--- MATERIALE DI LAVORO ---

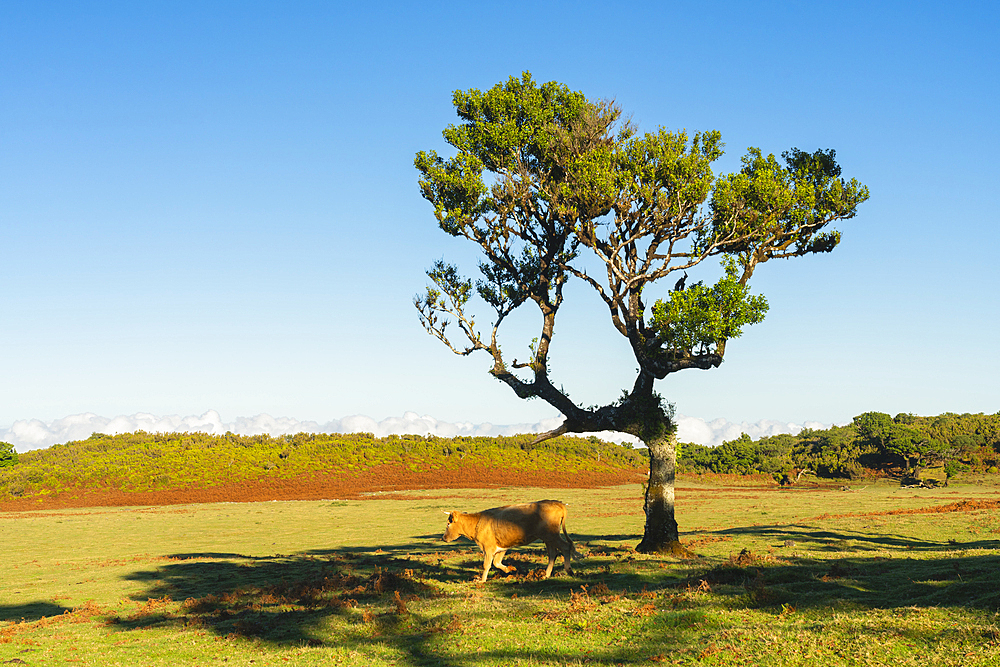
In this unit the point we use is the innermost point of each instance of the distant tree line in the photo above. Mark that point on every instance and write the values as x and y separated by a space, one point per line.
874 444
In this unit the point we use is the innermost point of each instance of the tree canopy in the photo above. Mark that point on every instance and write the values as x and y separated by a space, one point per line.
545 180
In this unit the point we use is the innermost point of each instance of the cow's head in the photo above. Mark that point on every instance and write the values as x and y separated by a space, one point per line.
451 532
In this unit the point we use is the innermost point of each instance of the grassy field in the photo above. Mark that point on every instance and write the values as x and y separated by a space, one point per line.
822 576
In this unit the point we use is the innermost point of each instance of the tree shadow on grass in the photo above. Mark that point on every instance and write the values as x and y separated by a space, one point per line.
395 598
827 540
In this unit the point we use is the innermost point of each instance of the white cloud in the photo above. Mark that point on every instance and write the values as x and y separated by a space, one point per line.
717 431
35 434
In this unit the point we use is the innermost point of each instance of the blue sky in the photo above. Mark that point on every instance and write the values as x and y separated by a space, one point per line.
212 206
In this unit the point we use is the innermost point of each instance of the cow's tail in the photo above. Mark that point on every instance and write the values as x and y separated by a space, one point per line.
573 553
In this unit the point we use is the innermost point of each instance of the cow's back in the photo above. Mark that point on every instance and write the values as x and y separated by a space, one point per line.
517 525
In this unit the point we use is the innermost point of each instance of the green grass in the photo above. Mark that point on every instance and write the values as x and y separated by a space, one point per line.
797 577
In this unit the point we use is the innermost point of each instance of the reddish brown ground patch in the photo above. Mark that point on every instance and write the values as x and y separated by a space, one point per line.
340 486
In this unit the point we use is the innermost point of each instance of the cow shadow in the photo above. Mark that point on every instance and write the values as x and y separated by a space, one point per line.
30 611
358 598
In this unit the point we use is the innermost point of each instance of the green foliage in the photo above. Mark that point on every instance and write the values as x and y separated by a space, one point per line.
143 461
8 457
872 443
699 318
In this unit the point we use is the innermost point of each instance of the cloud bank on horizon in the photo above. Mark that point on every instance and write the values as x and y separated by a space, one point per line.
28 434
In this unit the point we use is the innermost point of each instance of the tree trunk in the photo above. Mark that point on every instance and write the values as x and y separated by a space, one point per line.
660 535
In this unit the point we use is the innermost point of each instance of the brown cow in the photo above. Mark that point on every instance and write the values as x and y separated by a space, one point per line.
501 528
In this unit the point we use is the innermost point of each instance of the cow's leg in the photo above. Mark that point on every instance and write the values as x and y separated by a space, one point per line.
551 549
567 550
498 561
487 561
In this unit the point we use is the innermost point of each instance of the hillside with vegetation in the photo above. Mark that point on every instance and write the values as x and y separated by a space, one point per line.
873 445
132 464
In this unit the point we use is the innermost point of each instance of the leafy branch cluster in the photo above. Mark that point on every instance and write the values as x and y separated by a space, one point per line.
545 181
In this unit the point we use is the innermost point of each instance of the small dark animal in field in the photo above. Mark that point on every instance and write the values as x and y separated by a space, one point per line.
501 528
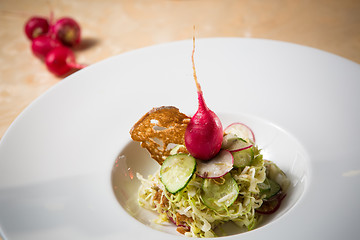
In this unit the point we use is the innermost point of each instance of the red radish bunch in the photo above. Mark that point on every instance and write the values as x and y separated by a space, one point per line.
52 43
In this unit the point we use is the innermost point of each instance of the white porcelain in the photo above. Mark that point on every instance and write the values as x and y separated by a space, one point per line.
58 159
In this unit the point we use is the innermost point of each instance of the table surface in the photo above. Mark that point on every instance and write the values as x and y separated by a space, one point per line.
112 27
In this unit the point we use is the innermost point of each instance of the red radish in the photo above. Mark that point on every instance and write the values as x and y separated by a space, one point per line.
204 133
240 130
67 31
36 26
61 61
220 165
234 144
42 45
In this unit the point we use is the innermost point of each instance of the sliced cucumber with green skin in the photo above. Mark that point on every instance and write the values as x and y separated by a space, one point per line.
243 158
269 188
176 171
218 194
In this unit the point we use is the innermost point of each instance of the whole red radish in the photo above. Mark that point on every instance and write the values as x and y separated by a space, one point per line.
61 61
42 45
36 26
67 31
204 133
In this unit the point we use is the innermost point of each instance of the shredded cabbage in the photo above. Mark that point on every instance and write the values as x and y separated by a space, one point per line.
186 209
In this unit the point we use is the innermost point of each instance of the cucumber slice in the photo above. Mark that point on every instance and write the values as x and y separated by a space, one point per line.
269 188
243 158
218 194
176 171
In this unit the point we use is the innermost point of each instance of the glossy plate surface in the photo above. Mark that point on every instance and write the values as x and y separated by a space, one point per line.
58 158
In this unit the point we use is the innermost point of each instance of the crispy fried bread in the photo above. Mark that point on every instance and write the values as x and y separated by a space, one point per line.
159 129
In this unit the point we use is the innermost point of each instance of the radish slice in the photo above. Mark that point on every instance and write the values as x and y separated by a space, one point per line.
234 144
217 167
241 131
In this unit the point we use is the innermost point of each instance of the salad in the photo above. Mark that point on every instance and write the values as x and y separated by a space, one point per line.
237 185
207 175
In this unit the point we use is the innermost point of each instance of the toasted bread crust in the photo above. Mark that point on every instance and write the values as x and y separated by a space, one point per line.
159 128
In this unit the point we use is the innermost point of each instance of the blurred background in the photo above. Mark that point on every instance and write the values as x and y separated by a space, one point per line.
112 27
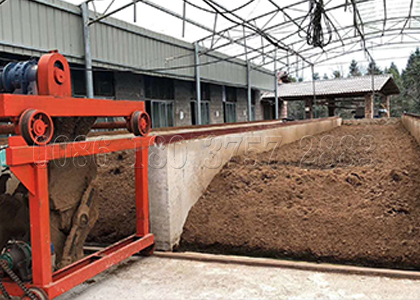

---

Riscrivi tutto il materiale qui sopra, sostituendo "innermost point" con "central point" e lasciando invariato tutto il resto. Non includere le immagini nella risposta.

SOLUZIONE:
In this unit the point we use is the central point of each instance of the distant tree line in the photo above. Mark that point on every instance and write the values as x and y separated by a space, one point per line.
874 444
In this unit the point we use is the central point of each instance of the tree canopy in the photo above. Mark that point on every instance and write the values as x and y separated by a space, one point per line.
545 180
In this unit the point we use is the central point of each instance of the cow's head in the photo above. Mark that point on every instance and write the values as x and y separated by a space, one point per line.
451 532
In this unit the point we use is the central point of each instance of the grassy field in the photo above. Mark that point on every instance and write the values as x and y separated by a space, one point per line.
822 576
In this unit the point we use is the central point of each instance of the tree shadow on grass in the photo above. Mark that point on every instance and write the values as x and y separated by a space, one point per line.
395 598
827 540
In this unit the point we use is the central point of each instance of the white cloud in the photo above. Mark that point on every instance and write the values as x and y separated by a space, one point per line.
717 431
35 434
In this unit the point we use is the central point of each instance of the blue sky in the photo above. Mark that point on every instance and write the values as x and y separated by a space, one point per line.
212 206
In this unit the point we use is the central point of each instance of the cow's tail in the photo above. Mark that point on every instance and write the values as x and y separated by a space, one point per line.
573 553
In this unit the point we use is the central point of each instance of the cow's back in the photo above. Mark that point on every instance and write the values as x and y separated by a space, one point per line.
517 525
In this unit the point we use is the central point of each instance of the green grass in the photo above. Mark that point on every instance and write the values as x and y separated by a space, one point per line.
797 577
In this unit the point we use is the central point of each instance of the reddish brown ground patch in the photo above. Mark that point on every instance and write the values as x and y separated by a space, one point per line.
340 486
In this unit the point we use is the central point of each instance of the cow shadow in the photo above. Mark that point on every instance and write the values as x and y separated by a space, one point per line.
30 611
358 598
In this unit the point we use is the central point of each instance of the green foliage in the photo above. Mark that point on every instance and write the values as x and y separated by a space, one point per line.
143 461
8 457
872 443
699 318
In this unit the point we use is the central point of each instance of the cloud bank on horizon in the photo above. Mark that point on every instance and write the values as x and y separated by a space, one point per line.
28 434
In this unit the point we use is the central point of each instance of the tree trunk in the photo above. Mark that point on every instance and write the values as x and y separated by a space, one point per line.
660 535
In this unit the point we use is the central point of each instance of the brown cow in the photo above. Mark that point on every instance and write the values as x and y separated by a space, one point per line.
501 528
In this unit the point we use is the central point of each instance of the cow's leg in the photo above. Mark that point on every instance and write the values as x and y separated by a space, one point per line.
551 549
567 550
498 561
487 561
In this unit the point we use is the central point of each instance of the hillside with vegetation in the photo above. Mark that point on every instance and write the values as x and y separated by a space, one point per line.
873 445
132 464
In this unit the point we use is the central point of each instance of the leafy branch cluster in the photo above. Mark that point on every instance and write the values as x and y separated by a space, one point per line.
545 181
In this unit the point we use is the central point of each instance of the small dark animal in field in the photo above. Mark that point on every instance and write the values as x and y separated by a space, one point per line.
501 528
In this unit the point we use is the central point of each instance of the red radish bunch in the photo above. Mark that point on every instance and write the values as x and y separated by a space, one point per line.
52 43
In this unit the point we use is the central point of each instance of the white porcelain in the photo above. Mark that point on every instance and write the values as x and y separated by a space, one point per line.
58 159
In this unit the point we use is the central point of each instance of the table surface in the photo above. Mark that point on every instance and write the values as x and y separated by a space, one point per line.
112 27
In this unit the point we use is the central point of each instance of the red radish in the photo above. Mark that point on every instance and write the values as x and y separated by a space, one point per line.
204 133
240 130
67 31
36 26
61 61
220 165
234 144
42 45
In this unit the point we use is the central point of each instance of the sliced cucumber with green skin in the photo above. Mark that point on every instance and write the values as x and y separated by a space, one point per line.
243 158
269 188
176 171
218 194
In this unit the point we use is the central point of each instance of the whole red radish in the photo above. Mark that point on every instance and write the values as x and y separated by a space, one point per line.
61 61
42 45
36 26
67 31
204 133
In this unit the point we use is the central point of each instance of the shredded cabbage in the photo above. Mark that point on every instance and write the values as x and y separated by a space, one point per line.
186 209
In this unit the point we use is the central point of each instance of the cucumber slice in the photo above. Mark that point on every instance and write the values as x and y separated by a space, one point per line.
269 188
243 158
218 194
176 171
In this unit the point we use is the central point of each instance of the glossy plate surface in the photo above. Mark that point on every instance and write the values as x and y separated by a space, one point per line.
58 158
In this unit the point we use is the central point of each instance of the crispy fried bread in the photo above. Mark that point on every instance and write the values as x and y separated by a space, one point per line.
159 129
In this unit the point we use is the central point of each instance of the radish slice in the photo above. Mark that point on every instance and write the values as x and y separated by a space, one point per line.
234 144
217 167
241 131
In this unit the point we use is the central point of each instance of the salad in the photo above. Mark that point on every instance and write the values as x and y separated by a space, one point per line.
237 185
207 175
In this unit the point we use is the central point of each instance of the toasted bread crust in the photo above. Mark that point on every instance and write the values as x and y separated by a space, one point per line.
159 128
In this unit the point we use is the central point of each instance of the blurred background in the photo above. Mark that point on every instance and write the values as x and y separated by a space, one point per line.
112 27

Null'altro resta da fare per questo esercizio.